• [WHAT THIS TASK INVOLVES] Copy nothing from the entries below except the lines from the one containing "Question. Point out every instance of the white jacket" through the one containing "Question. Point out every instance of the stack", and copy those exactly.

:::

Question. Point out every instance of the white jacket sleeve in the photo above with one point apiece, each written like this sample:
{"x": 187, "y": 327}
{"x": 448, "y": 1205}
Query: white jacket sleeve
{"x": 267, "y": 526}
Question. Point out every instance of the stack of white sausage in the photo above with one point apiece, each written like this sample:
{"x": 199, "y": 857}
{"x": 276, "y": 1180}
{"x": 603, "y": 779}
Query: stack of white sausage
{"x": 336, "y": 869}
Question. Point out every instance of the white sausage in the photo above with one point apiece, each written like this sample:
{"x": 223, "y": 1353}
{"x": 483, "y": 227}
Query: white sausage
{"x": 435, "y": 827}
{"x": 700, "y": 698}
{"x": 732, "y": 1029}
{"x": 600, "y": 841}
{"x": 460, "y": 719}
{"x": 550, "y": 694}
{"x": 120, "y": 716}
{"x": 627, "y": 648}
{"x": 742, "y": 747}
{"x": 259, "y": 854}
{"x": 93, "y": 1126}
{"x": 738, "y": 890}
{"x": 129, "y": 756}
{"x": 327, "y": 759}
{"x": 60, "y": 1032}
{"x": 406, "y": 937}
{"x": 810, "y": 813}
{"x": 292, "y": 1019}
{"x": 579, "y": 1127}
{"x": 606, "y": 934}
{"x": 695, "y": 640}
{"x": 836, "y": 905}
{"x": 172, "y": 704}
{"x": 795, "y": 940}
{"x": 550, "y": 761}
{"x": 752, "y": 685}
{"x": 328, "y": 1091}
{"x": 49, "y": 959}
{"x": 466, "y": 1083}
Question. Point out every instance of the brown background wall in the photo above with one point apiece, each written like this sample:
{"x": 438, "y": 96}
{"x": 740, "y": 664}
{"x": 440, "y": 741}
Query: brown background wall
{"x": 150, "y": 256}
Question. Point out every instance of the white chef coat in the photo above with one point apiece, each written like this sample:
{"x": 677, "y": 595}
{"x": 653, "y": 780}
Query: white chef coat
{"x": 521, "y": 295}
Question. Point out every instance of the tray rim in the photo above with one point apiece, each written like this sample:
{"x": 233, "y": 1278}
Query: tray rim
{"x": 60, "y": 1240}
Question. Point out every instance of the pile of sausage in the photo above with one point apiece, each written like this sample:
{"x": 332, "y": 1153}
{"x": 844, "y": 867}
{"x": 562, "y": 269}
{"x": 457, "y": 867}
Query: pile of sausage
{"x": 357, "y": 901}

:::

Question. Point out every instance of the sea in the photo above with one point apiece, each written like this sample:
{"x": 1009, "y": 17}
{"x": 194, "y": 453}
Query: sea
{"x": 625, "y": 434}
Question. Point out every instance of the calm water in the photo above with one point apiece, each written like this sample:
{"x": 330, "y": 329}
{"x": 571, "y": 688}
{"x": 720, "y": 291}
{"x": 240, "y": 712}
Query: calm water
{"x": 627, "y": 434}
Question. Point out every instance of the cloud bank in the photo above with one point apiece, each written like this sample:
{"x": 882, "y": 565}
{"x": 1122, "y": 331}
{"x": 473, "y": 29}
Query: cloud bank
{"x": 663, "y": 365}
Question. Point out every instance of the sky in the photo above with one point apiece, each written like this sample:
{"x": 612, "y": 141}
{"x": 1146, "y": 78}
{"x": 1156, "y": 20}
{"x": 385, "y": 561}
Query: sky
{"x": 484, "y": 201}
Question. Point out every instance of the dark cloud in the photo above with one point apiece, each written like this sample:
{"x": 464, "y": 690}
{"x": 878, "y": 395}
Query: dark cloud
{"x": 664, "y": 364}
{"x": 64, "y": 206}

:::

• [WRITTEN SOLUTION]
Question. Point out every instance of the white jacket sleeve in the photo above with one point apiece, each written like this sample:
{"x": 187, "y": 327}
{"x": 448, "y": 1205}
Query: white jacket sleeve
{"x": 267, "y": 526}
Question. Point out every instance of the stack of white sausage in the photo above with one point apiece, each written like this sample:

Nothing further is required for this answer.